Please note that I am also going to be turning off my cellular phone very soon, but will write with my new phone number should I aquire a cell phone in Guinea. If you want to send me your hard-copy mailing address, I would love to have it so that I can write to you.

I love you all!!!

Candee Ramos

775.843.0854
1540 days ago
Today is Thanksgiving! I admit that I have been focusing on the food part of the day even though it is supposed to be about being thankful. Give me a break, I'm moving to Africa for godsake! No turkey, no wine... just lots of rice and nice people there.

Okay, but I do realize that this is a great day to reflect on all we are thankful for, and so I'm going to write a ditty about the people for whom I am thankful this 22nd day of November 2007.

First of all, my parents celebrated their 34th wedding anniversary yesterday! That is a rarity and I am incredibly thankful that each Thanksgiving there is no arguing or drama surrounding which parent to spend the day with. My parents are the best and have set a great example for me on how marriage should work, how parents should treat their children, and what it really means to be a family. Bob and Sandee Ramos are the greatest!

Also, my sister Randee drove up to Reno from Las Vegas with her cute, old dog (Luke) so that we could all be together. At dinner I will have the opportunity to look around the table overflowing with food and see the people I care most about - Bob and Sandee, also known as Mom and Dad, Randee, Brandee and Pat (my brother in law). It really is about the people in our lives, not the things, so no matter where I spend the holidays I know that I am rich with the love of my family. I know that sounds incredibly corny, but I believe it is true.

I am also thankful for all of the things I take for granted every day - having that enormous amount of food displayed on the Thanksgiving table to eat, having my health, being able to read, being a woman and still having the opportunities of a man, living in a clean and safe environment, and even having the chance to explore the world and volunteer. I tend to think that volunteering is for the wealthy... if you have fulfilled all of your basic needs then you can go out and give more of what you have to offer. Having an abundance of whatever it is that I have to give means that I am wealthy, despite growing up in the biggest trailer park in the world!

Going through the process of applying to join the Peace Corps has also made me realize how thankful I am for everyone around me and their generous spirits.

Dr. Elizabeth Hutson's office (Reno Gynecology) and her wonderful Nurse Practioner, Laurie Smith, gave me a sample pack of birth control pills for my first three months in service as a volunteer, saving me over $150. That is on top of their already professional and quick job of filling out the loads of paperwork that the Peace Corps asked them to fill out for the medical portion of my application. Dr. Robert France, an excellent dentist in Reno, was there for me during the thorough dental analysis the Peace Corps needed done, and he did the check up, filled out the paperwork, and completed 18 sets of dental x-rays all for free because of my PC applicant status. And he did it all with a smile and an eagerness to truly help me in my endeavor. For that not only am I grateful, but I have been recommending him to every Renoite who brings up dentists!

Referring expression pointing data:

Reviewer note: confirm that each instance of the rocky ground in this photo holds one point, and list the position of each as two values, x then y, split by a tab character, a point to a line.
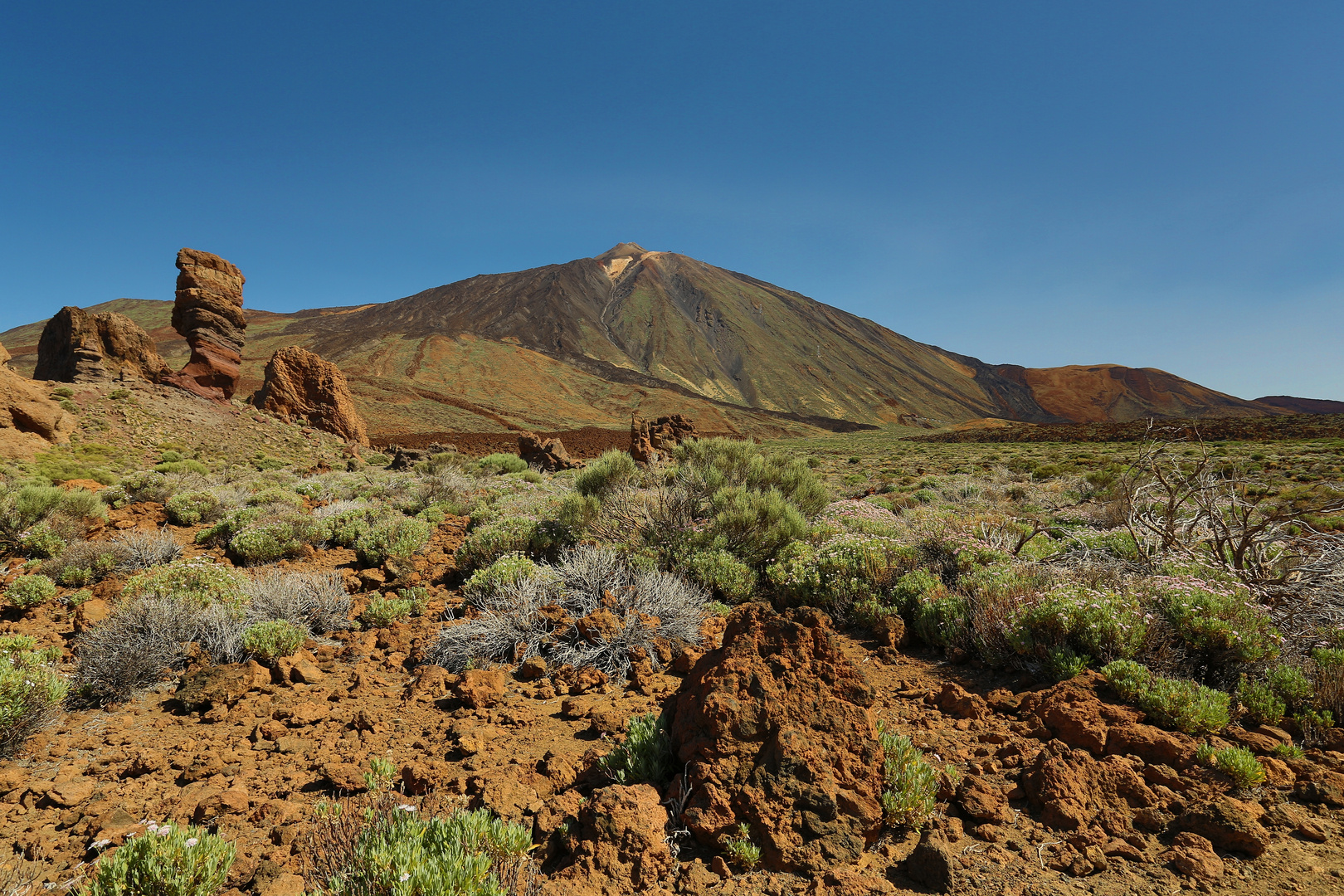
1057	789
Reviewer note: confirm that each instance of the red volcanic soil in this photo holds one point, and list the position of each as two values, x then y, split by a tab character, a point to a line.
587	442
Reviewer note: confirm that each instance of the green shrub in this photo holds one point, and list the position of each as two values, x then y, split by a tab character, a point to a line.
275	494
910	783
1288	751
199	581
1239	765
489	542
505	570
145	485
1185	705
30	691
190	508
183	466
1220	622
707	466
268	641
41	542
1083	621
647	754
30	590
601	476
277	539
398	853
722	574
1064	664
184	861
382	611
397	536
741	850
1259	703
754	525
500	462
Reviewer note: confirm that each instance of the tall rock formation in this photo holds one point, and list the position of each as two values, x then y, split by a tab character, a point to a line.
78	347
30	419
301	384
208	314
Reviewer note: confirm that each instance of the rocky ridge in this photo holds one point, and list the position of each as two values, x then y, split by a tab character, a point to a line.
301	386
78	347
208	314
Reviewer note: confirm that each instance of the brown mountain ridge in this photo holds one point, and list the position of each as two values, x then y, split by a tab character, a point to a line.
589	342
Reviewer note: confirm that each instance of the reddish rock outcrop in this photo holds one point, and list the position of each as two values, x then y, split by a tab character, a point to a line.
208	314
650	440
548	455
303	386
30	421
774	731
78	347
621	844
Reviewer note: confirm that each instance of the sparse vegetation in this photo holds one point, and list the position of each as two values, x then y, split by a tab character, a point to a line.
645	755
168	860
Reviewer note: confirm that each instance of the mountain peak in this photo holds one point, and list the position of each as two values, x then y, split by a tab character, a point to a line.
622	250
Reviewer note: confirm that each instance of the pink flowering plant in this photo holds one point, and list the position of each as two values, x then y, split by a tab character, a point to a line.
1220	621
167	860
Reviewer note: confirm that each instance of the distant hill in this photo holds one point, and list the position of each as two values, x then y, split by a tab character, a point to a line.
589	342
1303	405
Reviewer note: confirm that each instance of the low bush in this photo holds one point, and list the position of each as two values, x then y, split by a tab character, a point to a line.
145	485
145	638
199	582
488	543
314	601
1103	625
1185	705
268	641
505	570
32	691
1218	622
499	464
167	860
190	508
1239	765
30	590
741	850
910	783
275	539
382	611
645	755
519	620
601	476
385	846
399	536
722	574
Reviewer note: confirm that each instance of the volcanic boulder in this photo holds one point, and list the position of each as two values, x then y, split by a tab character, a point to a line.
650	440
78	347
774	731
208	314
30	421
548	455
301	384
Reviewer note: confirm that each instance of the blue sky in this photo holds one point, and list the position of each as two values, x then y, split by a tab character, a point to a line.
1040	183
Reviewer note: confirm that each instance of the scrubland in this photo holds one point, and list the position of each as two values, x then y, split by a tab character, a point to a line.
1196	586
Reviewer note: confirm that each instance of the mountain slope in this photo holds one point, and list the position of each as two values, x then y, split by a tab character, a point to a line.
592	340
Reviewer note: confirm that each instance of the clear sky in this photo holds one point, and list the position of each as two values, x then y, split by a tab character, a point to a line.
1157	184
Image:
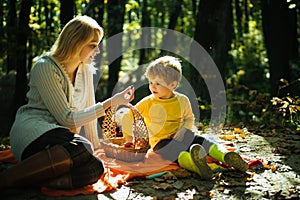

WORK ORDER 1: In the Thanksgiving post, how many sets of dental x-rays did Dr. Robert France complete?
WORK ORDER 2: Write the next part of the Thanksgiving post, picking up after its final sentence.

REPLY 1: He completed 18 sets of dental x-rays.

REPLY 2:
And of course I am thankful for the three people who filled out paperwork for me during my initial PC application process. The Peace Corps needed three people to write information about me as a former employee, a former volunteer and as a friend. Jana Smoley of LakeRidge Golf Course filled out my paperwork because she was my previous boss - although she could have been either my friend or my previous volunteer supervisor as she is all of the above. Pat Jarvis, a teacher at Truckee Meadows Community College and a longtime family confidant took the time to be a true friend and fill out the lengthly paperwork. And Joe Hansen, co-publisher of RLife Magazine, filled out the paperwork as a volunteer supervisor to me, but he could also double as a previous employer or a friend. All three of these people have been influential in my life and on Thanksgiving it only seems appropriate to Thank them from the bottom of my heart.

Is it possible that one person could be so lucky in life? Despite whatever problems I think I have, I am pretty thankful and couldn't ask for more. Well... no cellulite would be nice, but I'm a realist... and also ready to pig out on Thanksgiving dinner.

Happy Thanksgiving!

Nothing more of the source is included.